- Text provided
------------------------------------------------
How MetricFlow Generates SQL
When you query a metric:
mf query --metrics revenue --group-by product_category,order_date
MetricFlow:
- Parses the request
- Identifies required semantic models
- Determines join paths
- Generates optimized SQL
- Executes against the warehouse
The generated SQL handles all aggregation, joining, and filtering correctly - even for complex derived metrics across multiple semantic models.
MetricFlow in the dbt Ecosystem
dbt Core Integration
MetricFlow integrates with dbt Core for local development:
- Define semantic models in your dbt project
- Validate definitions with
mf validate-configs - Generate SQL with
mf query - Test metric calculations locally
dbt Cloud Integration
In dbt Cloud, MetricFlow powers production semantic layer features:
- GraphQL API for metric queries
- BI tool connectors
- Access control and governance
- Caching and performance optimization
Strengths of MetricFlow
Open Source Transparency
MetricFlow's Apache 2.0 license provides visibility into how calculations work. You can inspect generated SQL and understand exactly what executes.
Correct Query Semantics
MetricFlow's careful handling of joins and aggregation prevents common calculation errors. Trust comes from knowing the system understands fan-out and cardinality.
dbt Alignment
For dbt users, MetricFlow extends familiar concepts. Semantic models reference dbt models, maintaining the connection between transformation and semantics.
Active Development
dbt Labs continues investing in MetricFlow, with regular releases adding capabilities and improving performance.
Limitations
dbt Dependency
MetricFlow is designed for dbt projects. Using it with non-dbt transformations is possible but not the primary use case.
Learning Curve
Understanding entities, semantic models, and metric types requires investment. The concepts are powerful but not immediately intuitive.
AI Integration
MetricFlow provides excellent structure for AI, but integrating with LLMs requires additional work beyond what MetricFlow provides natively.
The Codd AI Perspective
MetricFlow represents an important evolution in metric computation - moving from scattered definitions to centralized, governed calculation engines. Its query semantics handle complexities that trip up manual SQL.
Codd AI builds on similar principles but extends them for AI-native analytics. Where MetricFlow focuses on correct SQL generation, Codd AI's semantic layer also provides the context that LLMs need to understand metrics conversationally. This includes not just calculations but business context, common usage patterns, and relationships between metrics - enabling natural language analytics that maintains the rigor MetricFlow brings to computation.
Questions
MetricFlow is the query engine that powers dbt Semantic Layer, but they are not identical. MetricFlow handles metric computation - translating metric queries into SQL. dbt Semantic Layer is the broader product that includes MetricFlow plus dbt Cloud integration, APIs, and BI connectors.
------------------------------------------------
- Data
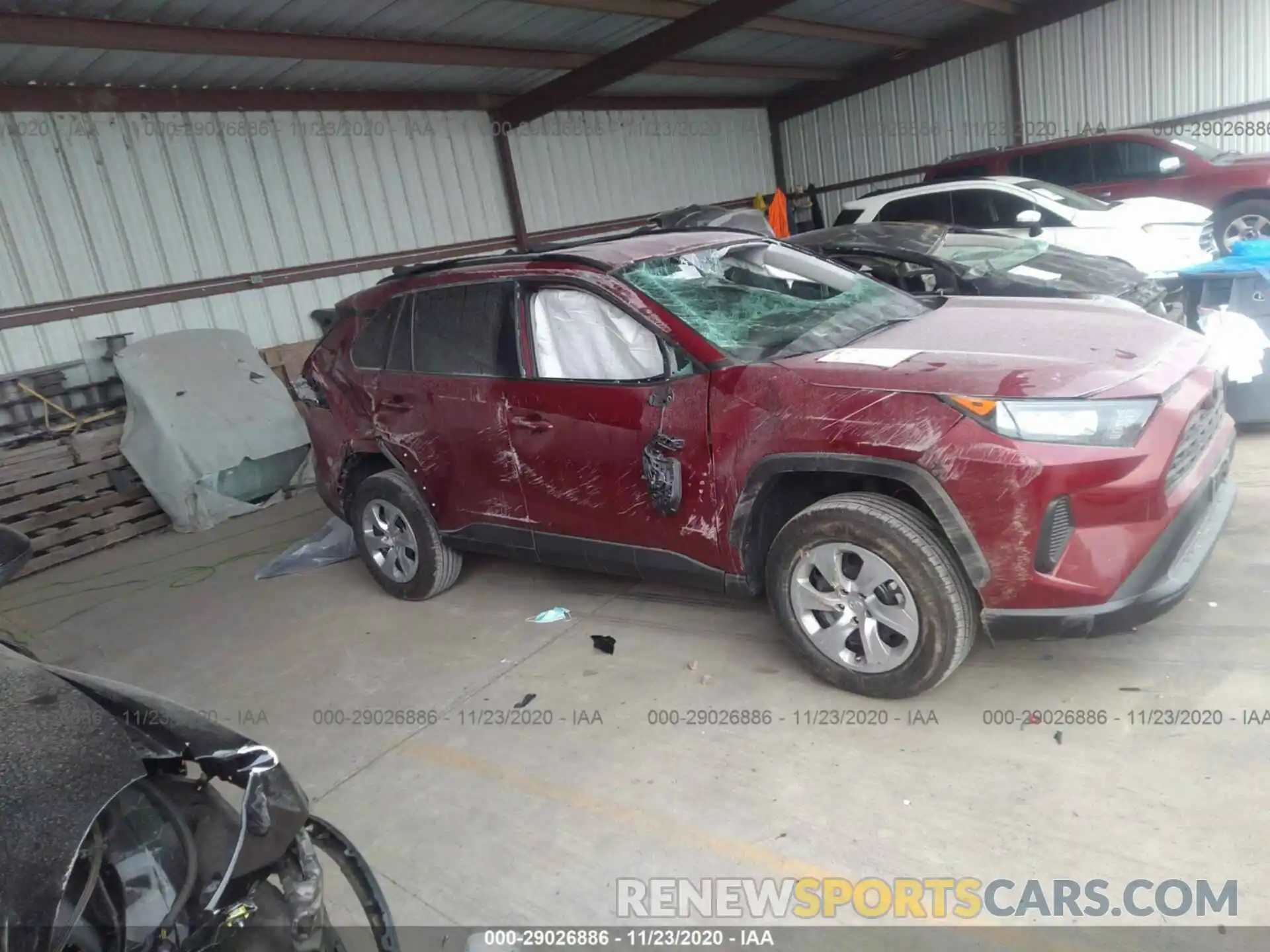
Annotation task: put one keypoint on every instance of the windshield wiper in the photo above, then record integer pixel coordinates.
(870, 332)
------------------------------------------------
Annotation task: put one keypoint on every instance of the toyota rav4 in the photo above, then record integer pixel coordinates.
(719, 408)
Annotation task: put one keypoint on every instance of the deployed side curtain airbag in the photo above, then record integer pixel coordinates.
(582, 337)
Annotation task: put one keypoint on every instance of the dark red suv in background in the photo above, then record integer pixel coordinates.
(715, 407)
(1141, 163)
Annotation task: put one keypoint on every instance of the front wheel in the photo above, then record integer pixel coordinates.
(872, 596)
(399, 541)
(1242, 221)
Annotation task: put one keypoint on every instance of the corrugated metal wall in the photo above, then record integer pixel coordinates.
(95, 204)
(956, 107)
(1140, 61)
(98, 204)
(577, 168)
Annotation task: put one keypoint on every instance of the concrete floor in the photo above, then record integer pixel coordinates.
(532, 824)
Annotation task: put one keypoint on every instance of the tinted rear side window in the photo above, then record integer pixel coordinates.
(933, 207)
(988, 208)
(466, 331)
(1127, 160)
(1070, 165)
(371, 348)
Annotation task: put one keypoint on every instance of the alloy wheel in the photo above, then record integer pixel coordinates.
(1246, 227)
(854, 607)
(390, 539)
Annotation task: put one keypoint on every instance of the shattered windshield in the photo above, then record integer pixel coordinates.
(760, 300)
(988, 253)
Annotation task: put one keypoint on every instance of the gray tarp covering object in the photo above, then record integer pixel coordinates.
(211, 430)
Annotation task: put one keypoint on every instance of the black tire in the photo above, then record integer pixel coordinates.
------------------------------------------------
- Questions to answer
1. Write out the stretch of the MetricFlow text from "Active Development" through "MetricFlow provides natively.".
2. In the MetricFlow text, which license does MetricFlow have?

- Responses to the tasks
1.
Active Development
dbt Labs continues investing in MetricFlow, with regular releases adding capabilities and improving performance.
Limitations
dbt Dependency
MetricFlow is designed for dbt projects. Using it with non-dbt transformations is possible but not the primary use case.
Learning Curve
Understanding entities, semantic models, and metric types requires investment. The concepts are powerful but not immediately intuitive.
AI Integration
MetricFlow provides excellent structure for AI, but integrating with LLMs requires additional work beyond what MetricFlow provides natively.

2. The Apache 2.0 license.